Texto de apoio

Estímulos muito delicados podem por a perder o trabalho de uma sessão mas também ajudam a ter ganhos de longo prazo
O que ele aprendeu nessa tarefa foi que estímulos muito delicados podem por a conexão com a criança a perder, mas também podem gerar ganhos importantes no longo prazo. “Aprendi a valorizar tudo o que temos à nossa volta. Para algumas destas crianças, o som de um ar condicionado pode dar cabo de uma sessão de trabalho com elas. Portanto, apreciar o que temos em volta, apreciar o que é um sorriso, uma intenção, um toque, qualquer situação, um olhar.”
Depois de seis meses de trabalho intenso, que envolveu 800 horas de sessões, Caui passou a interagir com o olhar. “Há cinco anos era extremamente difícil conseguir roubar um olhar da Caui. (…) Hoje fico fascinado e com lágrimas nos olhos quando vejo a Caui interagir com outras pessoas com o olhar. Eu hoje aprecio o valor de um olhar que tanto nos custou conquistar.”

Tarefa proposta 1
Indique se cada afirmação concorda com o texto de apoio, respondendo sim ou não e citando as palavras do texto que decidem a resposta.
(a) Caui passou a interagir com o olhar depois de seis meses de trabalho intenso.
(b) O trabalho com Caui envolveu 500 horas de sessões.
(c) Para algumas das crianças, o som de um ar condicionado pode arruinar uma sessão de trabalho.
Tarefa proposta 2
Continue o texto sobre o trabalho com Caui a partir do ponto em que ele termina.

Amostra dos itens

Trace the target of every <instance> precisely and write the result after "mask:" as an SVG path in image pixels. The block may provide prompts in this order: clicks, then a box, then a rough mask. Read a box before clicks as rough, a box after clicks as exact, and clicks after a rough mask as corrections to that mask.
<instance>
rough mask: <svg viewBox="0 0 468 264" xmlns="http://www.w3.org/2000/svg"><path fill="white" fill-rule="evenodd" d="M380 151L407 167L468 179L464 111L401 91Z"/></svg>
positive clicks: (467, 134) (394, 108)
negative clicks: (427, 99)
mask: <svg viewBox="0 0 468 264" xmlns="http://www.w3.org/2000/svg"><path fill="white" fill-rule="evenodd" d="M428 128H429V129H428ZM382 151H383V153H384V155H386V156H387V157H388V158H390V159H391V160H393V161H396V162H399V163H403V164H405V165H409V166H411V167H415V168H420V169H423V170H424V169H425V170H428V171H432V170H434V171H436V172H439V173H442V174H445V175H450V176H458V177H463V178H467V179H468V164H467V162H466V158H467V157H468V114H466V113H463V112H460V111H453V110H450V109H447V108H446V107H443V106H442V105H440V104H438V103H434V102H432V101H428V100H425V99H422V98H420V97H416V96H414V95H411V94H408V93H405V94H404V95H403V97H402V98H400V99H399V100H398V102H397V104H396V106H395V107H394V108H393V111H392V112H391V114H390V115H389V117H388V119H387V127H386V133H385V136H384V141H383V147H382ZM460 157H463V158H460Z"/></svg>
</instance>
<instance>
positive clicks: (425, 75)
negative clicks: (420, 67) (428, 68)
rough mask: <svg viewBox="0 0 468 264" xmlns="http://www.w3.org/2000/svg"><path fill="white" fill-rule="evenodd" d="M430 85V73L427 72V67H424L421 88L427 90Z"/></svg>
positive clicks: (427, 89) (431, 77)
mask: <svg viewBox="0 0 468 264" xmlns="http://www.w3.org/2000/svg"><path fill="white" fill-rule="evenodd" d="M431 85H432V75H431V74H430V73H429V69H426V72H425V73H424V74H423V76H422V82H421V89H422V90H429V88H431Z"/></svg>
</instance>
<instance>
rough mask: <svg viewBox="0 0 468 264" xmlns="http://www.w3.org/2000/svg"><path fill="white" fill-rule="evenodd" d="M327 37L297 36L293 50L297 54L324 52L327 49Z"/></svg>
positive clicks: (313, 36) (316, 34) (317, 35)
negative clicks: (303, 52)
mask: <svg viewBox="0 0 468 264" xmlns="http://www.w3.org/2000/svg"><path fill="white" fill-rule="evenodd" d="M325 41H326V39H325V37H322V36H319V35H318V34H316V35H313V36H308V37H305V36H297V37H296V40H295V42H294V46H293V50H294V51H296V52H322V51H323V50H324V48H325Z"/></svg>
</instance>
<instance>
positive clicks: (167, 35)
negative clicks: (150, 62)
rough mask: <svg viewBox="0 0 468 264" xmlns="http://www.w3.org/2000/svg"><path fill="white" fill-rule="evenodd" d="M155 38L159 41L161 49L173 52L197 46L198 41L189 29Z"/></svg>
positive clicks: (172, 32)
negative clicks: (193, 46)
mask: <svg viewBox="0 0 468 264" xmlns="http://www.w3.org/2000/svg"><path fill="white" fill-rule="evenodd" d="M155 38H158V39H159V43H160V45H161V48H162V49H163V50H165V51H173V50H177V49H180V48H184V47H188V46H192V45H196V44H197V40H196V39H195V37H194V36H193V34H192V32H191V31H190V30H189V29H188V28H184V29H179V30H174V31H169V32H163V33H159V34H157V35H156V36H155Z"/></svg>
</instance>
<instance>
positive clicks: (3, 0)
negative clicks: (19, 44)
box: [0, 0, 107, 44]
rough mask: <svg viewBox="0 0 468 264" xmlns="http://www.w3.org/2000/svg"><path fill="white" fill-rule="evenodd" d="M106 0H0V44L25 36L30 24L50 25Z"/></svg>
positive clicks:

Resposta 1
(a) Sim: "Depois de seis meses de trabalho intenso, que envolveu 800 horas de sessões, Caui passou a interagir com o olhar."
(b) Não: "que envolveu 800 horas de sessões"
(c) Sim: "Para algumas destas crianças, o som de um ar condicionado pode dar cabo de uma sessão de trabalho com elas."

Resposta 2
Em contrapartida, conta Joe, ele vê em parques ou restaurantes, crianças com olhos grandes e brilhantes desejando uma conexão com os pais, enquanto eles mexem no celular. Elas parecem pedir: “Quero conexão humana, quero amor”, diz Joe. “Quando eu falo em amar, eu falo em amar com maiúsculas. Amar é aceitar incondicionalmente. Amar é aceitar sem condições. Aceitar a Caui quando come a sopa com os cabelos dentro, amar a Caui quando tens a mão dela na tua enquanto ela tem um ataque epilético e sabes que ela está a fazer o melhor que consegue fazer com o seu corpo.”
Perceber o que gera entusiasmo na criança potencializa o trabalho de estimulação
Entre as chaves desse trabalho intenso de estimulação, diz Joe, está a percepção daquilo que traz entusiasmo à criança. Assim, é possível entender melhor a forma como ela compreende o mundo e estabelecer conexões a partir do que ela mais gosta de fazer.
“Nós trabalhamos com a Caui 32 horas por semana ao longo de dois anos, de um para um. Pegamos nas motivações dela e assim conseguimos compreender o seu mundo. Ela aceitou-nos, porque estávamos a fazer o que ela mais gostava de fazer. Fizemos tudo com muito entusiasmo para que fosse mesmo divertido”, conta Joe.
Caui aprendeu a fazer suas lições de escola, a tomar banho e a lavar o cabelo sozinha. Quando seu irmão mais novo chora, se levanta para entender o que ele quer, ajuda a trocar fraldas, a botar e tirar a mesa, acorda de manhã e se prepara sozinha para ir estudar. “Ela tem tido uma evolução fantástica (…) e hoje é livre para definir o que quer fazer com a sua vida.”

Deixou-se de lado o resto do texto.